"Santa, Can't You Hear Me" is a duet by American singers Kelly Clarkson and Ariana Grande. It is the second single from Clarkson's ninth studio album and second Christmas album, When Christmas Comes Around... (2021). The song was written by Clarkson with Aben Eubanks, with the song's track recording was produced by Jason Halbert.

Release and reception
"Santa, Can't You Hear Me" was written by Clarkson with Aben Eubanks and produced by Jason Halbert. Following filming the 21st season of the American reality television series The Voice, Clarkson invited Grande to record the track with her. "Santa, Can't You Hear Me" was released by Atlantic Records on October 15, 2021, the day of the album's release. An uptempo big band pop Christmas anthem, the song lyrics sing of an appeal to Santa Claus. Instead of material gifts, the singers ask for answers on how they can achieve their outmost desire for Christmas, which is love.

Material shown.
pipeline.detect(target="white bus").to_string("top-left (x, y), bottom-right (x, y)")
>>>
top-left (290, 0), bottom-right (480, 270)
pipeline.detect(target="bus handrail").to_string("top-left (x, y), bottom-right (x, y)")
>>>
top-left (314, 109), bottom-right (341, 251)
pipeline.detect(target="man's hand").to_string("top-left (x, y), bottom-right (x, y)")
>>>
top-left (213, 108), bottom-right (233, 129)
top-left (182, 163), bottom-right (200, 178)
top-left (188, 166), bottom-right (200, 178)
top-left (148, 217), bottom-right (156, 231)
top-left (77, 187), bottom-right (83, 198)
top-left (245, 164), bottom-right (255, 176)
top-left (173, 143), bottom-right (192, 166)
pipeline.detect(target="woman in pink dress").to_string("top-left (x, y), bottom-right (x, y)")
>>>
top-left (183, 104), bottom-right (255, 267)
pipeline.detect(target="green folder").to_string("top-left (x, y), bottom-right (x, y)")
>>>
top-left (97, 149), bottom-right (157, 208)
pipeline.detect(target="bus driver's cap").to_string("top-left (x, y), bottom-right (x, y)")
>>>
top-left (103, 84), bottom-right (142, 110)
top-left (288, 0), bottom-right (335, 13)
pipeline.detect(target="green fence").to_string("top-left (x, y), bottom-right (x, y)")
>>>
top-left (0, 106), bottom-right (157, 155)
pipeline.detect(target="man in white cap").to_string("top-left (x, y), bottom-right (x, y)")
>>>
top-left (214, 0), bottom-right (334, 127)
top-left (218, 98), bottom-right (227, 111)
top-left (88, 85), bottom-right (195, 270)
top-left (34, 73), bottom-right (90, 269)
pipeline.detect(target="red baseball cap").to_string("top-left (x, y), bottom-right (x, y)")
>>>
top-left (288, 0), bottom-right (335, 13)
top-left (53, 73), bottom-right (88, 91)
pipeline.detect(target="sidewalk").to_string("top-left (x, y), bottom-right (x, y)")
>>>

Work to do.
A) In the song article above, reproduce the passage from "Release and reception" to "which is love.", swapping "Atlantic Records" for "Columbia Records".
B) According to the song article, on what date was "Santa, Can't You Hear Me" released?

Expected results.
A)
Release and reception
"Santa, Can't You Hear Me" was written by Clarkson with Aben Eubanks and produced by Jason Halbert. Following filming the 21st season of the American reality television series The Voice, Clarkson invited Grande to record the track with her. "Santa, Can't You Hear Me" was released by Columbia Records on October 15, 2021, the day of the album's release. An uptempo big band pop Christmas anthem, the song lyrics sing of an appeal to Santa Claus. Instead of material gifts, the singers ask for answers on how they can achieve their outmost desire for Christmas, which is love.

B) October 15, 2021